**TRY IT:** Could you return the entire listing below exactly as written?
------------
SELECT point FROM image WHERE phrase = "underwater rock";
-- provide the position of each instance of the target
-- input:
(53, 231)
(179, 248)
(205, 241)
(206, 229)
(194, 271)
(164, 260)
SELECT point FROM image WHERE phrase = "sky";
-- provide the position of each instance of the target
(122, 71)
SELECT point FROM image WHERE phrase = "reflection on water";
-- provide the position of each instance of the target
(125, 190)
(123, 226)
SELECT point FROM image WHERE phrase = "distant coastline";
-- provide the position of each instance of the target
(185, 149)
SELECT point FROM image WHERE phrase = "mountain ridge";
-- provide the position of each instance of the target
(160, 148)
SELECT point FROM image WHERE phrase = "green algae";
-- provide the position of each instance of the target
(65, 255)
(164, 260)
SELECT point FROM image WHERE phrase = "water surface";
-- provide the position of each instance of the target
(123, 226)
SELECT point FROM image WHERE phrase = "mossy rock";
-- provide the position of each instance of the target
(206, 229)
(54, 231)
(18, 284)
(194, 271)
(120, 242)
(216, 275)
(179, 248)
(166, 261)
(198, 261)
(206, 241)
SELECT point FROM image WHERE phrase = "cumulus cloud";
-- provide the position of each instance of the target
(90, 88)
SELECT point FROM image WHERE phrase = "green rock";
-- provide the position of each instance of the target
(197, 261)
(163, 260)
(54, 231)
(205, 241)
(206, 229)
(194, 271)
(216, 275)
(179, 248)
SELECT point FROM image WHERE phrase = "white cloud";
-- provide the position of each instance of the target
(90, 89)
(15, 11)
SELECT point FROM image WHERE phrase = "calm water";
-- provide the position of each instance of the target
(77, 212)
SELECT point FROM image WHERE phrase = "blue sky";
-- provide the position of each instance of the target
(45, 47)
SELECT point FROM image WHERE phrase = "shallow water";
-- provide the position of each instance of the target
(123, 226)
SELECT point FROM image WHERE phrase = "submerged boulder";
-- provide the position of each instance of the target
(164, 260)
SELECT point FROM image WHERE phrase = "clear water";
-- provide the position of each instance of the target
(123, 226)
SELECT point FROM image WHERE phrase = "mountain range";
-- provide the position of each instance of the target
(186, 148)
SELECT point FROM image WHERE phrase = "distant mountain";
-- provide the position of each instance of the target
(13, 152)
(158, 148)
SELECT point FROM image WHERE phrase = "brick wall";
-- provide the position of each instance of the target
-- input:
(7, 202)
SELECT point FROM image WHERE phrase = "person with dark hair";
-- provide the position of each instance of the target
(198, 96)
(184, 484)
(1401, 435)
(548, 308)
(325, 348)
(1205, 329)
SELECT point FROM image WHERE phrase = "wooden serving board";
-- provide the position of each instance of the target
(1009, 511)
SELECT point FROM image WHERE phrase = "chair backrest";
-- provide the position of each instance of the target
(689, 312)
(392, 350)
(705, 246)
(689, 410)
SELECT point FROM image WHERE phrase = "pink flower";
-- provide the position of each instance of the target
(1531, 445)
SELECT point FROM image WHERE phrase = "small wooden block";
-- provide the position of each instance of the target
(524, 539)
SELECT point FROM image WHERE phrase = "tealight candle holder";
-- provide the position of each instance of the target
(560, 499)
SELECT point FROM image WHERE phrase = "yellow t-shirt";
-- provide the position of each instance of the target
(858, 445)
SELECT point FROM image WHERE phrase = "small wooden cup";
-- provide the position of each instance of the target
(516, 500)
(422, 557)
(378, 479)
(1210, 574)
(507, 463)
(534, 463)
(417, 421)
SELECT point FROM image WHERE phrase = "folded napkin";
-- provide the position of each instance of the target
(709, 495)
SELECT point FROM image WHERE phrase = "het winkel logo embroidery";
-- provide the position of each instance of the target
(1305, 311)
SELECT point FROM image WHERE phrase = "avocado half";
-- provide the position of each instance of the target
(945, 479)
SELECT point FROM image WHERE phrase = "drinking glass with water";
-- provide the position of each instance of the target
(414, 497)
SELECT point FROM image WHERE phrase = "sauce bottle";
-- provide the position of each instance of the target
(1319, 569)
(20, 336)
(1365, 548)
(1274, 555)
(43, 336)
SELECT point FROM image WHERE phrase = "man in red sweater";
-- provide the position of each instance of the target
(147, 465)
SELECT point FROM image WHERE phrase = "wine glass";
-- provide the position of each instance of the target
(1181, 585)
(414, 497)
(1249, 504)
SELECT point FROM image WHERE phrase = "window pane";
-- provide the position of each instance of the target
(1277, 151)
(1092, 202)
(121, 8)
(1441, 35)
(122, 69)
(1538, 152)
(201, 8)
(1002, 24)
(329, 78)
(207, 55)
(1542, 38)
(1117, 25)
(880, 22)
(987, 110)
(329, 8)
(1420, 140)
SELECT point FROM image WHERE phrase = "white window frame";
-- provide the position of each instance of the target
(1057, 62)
------------
**EXERCISE RESPONSE:**
SELECT point FROM image WHERE phrase = "underwater rock";
-- provide the position of each instance of the target
-- input:
(53, 231)
(179, 248)
(205, 241)
(206, 229)
(194, 271)
(164, 260)
SELECT point FROM image WHERE phrase = "sky";
-- provide the position of each instance of the target
(122, 71)
SELECT point FROM image WHERE phrase = "reflection on water";
-- provide the position of each instance of the target
(125, 190)
(123, 226)
SELECT point FROM image WHERE phrase = "distant coastline";
-- provide the position of each instance of the target
(185, 149)
SELECT point FROM image WHERE phrase = "mountain ridge";
-- provide the position of each instance of the target
(160, 148)
SELECT point FROM image WHERE phrase = "green algae";
-- provide the position of each instance of the target
(65, 255)
(164, 260)
SELECT point FROM image WHERE phrase = "water surface";
-- provide the position of each instance of the target
(123, 226)
SELECT point FROM image WHERE phrase = "mossy rock";
-- provide the position of each instance of the target
(206, 229)
(54, 231)
(18, 284)
(194, 271)
(120, 242)
(216, 275)
(179, 248)
(166, 261)
(198, 261)
(206, 241)
SELECT point FROM image WHERE phrase = "cumulus cloud";
-- provide the position of each instance of the target
(90, 88)
SELECT point FROM image WHERE phrase = "green rock";
-- provide the position of each instance of the target
(197, 261)
(163, 260)
(54, 231)
(205, 241)
(206, 229)
(194, 271)
(216, 275)
(179, 248)
SELECT point FROM image WHERE phrase = "white cloud";
-- provide the position of each instance of the target
(90, 89)
(15, 11)
SELECT point FROM image WHERE phrase = "calm water";
-- provide the position of each instance of the target
(77, 212)
SELECT point FROM image WHERE phrase = "blue sky";
-- provide the position of each instance of the target
(45, 47)
SELECT point FROM image WHERE phrase = "shallow water";
-- provide the position of each instance of the target
(123, 226)
SELECT point FROM image WHERE phrase = "submerged boulder";
-- provide the position of each instance of the target
(164, 260)
SELECT point FROM image WHERE phrase = "clear water";
-- provide the position of each instance of the target
(123, 226)
SELECT point FROM image WHERE phrase = "mountain range";
-- provide the position of each instance of the target
(186, 148)
SELECT point FROM image WHERE phrase = "distant mountain";
-- provide the position of each instance of the target
(13, 152)
(158, 148)
SELECT point FROM image WHERE phrase = "brick wall";
-- provide the position of each instance of the target
-- input:
(7, 202)
SELECT point FROM image WHERE phrase = "person with dark hair";
-- provide the position of each instance of the target
(198, 96)
(184, 484)
(1401, 435)
(548, 308)
(325, 348)
(1205, 329)
SELECT point FROM image WHERE phrase = "wooden serving board";
-- provide the position of each instance of the target
(1009, 511)
SELECT point FROM image WHERE phrase = "chair backrest";
-- provide the position of each instance of the target
(689, 312)
(392, 350)
(705, 246)
(689, 410)
SELECT point FROM image WHERE phrase = "pink flower";
-- provide the position of each instance of the target
(1531, 445)
SELECT point FROM image WHERE phrase = "small wooden block";
-- provide the position of each instance of the target
(524, 539)
SELECT point FROM image WHERE phrase = "tealight candle holder";
-- provide the position of each instance of the target
(560, 499)
SELECT point FROM image WHERE phrase = "yellow t-shirt";
-- provide the position of each instance of the target
(858, 445)
SELECT point FROM image WHERE phrase = "small wooden cup";
-- provide the position of each instance of the target
(516, 500)
(422, 557)
(378, 479)
(1210, 574)
(507, 463)
(534, 463)
(417, 421)
SELECT point FROM image WHERE phrase = "folded napkin";
-- provide the position of each instance of the target
(709, 495)
SELECT point FROM image WHERE phrase = "het winkel logo embroidery";
-- provide the position of each instance of the target
(1305, 311)
SELECT point FROM image WHERE phrase = "avocado half";
-- provide the position of each instance of the target
(945, 479)
SELECT point FROM image WHERE phrase = "drinking glass with water";
-- provide the position of each instance of the target
(414, 497)
SELECT point FROM image WHERE phrase = "sauce bottle";
-- provide the position of each instance of the target
(1319, 569)
(20, 336)
(1365, 548)
(1274, 555)
(43, 336)
SELECT point FROM image WHERE phrase = "man in red sweater";
-- provide the position of each instance of the target
(147, 465)
SELECT point FROM image WHERE phrase = "wine glass";
-- provide the position of each instance of the target
(1181, 585)
(414, 497)
(1249, 504)
SELECT point FROM image WHERE phrase = "window pane";
-- provide the position of each instance of the target
(1277, 151)
(1092, 202)
(121, 8)
(1441, 35)
(122, 69)
(1538, 152)
(201, 8)
(1002, 24)
(329, 78)
(207, 55)
(1542, 38)
(1117, 25)
(880, 22)
(987, 110)
(329, 8)
(1420, 140)
SELECT point FROM image WHERE phrase = "white window frame";
-- provide the position of each instance of the target
(1057, 62)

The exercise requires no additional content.